• _Written task_
State how many lines in the records contain the string "ballpoint", treating uppercase and lowercase letters as distinct. Give only the number.

• _Materials provided_
— BEGIN —
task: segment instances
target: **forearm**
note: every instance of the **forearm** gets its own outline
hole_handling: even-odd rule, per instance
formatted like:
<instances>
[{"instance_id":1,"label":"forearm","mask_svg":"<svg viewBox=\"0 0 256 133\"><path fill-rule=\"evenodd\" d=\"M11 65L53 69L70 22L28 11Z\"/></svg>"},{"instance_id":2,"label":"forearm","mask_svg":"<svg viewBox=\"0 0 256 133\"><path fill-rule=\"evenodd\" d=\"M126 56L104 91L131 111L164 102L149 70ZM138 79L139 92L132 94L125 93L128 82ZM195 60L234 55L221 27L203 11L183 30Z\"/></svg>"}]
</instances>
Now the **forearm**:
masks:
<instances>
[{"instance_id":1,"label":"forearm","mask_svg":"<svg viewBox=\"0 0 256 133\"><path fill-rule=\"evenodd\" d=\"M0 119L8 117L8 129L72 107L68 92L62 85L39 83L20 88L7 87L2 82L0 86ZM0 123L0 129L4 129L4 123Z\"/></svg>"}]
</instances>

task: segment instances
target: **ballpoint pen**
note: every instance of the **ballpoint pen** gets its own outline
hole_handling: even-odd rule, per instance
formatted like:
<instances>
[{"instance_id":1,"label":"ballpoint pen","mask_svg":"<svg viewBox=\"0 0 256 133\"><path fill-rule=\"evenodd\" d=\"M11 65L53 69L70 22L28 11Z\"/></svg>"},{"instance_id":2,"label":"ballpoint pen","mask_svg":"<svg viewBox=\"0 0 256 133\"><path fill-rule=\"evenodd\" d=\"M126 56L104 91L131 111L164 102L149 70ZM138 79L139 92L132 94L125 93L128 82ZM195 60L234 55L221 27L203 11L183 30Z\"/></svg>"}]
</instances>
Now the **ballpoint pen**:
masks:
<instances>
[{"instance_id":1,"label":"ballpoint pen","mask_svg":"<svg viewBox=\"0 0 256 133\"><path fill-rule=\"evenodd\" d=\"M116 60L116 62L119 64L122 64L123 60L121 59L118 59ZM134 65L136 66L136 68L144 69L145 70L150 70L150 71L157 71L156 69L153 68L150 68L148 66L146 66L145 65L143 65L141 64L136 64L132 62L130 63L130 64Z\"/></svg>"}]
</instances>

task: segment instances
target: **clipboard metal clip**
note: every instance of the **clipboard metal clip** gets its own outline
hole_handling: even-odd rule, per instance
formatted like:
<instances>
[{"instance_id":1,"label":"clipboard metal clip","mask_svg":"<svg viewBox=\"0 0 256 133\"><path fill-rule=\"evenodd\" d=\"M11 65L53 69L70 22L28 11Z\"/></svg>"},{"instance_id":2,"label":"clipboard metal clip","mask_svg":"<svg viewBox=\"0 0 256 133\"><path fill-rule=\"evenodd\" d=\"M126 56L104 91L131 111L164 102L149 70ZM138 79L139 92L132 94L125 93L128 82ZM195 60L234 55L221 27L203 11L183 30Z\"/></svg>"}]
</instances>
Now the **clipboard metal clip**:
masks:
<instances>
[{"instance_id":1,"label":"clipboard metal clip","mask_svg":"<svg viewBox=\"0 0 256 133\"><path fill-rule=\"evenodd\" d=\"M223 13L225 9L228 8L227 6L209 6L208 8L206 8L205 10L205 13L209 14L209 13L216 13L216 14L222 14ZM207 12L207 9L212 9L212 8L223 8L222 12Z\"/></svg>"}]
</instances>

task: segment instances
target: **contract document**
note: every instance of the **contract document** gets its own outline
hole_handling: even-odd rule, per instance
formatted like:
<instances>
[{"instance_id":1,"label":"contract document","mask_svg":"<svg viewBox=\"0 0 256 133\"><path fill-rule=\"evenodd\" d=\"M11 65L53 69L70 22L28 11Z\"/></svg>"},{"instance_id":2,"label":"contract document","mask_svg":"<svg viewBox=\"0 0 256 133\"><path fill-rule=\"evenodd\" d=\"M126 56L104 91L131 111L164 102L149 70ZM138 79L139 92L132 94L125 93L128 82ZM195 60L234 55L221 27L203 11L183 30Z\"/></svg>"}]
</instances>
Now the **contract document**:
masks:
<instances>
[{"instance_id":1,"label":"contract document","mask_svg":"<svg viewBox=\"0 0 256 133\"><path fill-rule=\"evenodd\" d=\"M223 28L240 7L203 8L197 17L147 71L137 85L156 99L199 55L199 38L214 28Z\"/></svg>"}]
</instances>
— END —
• _Solution_
5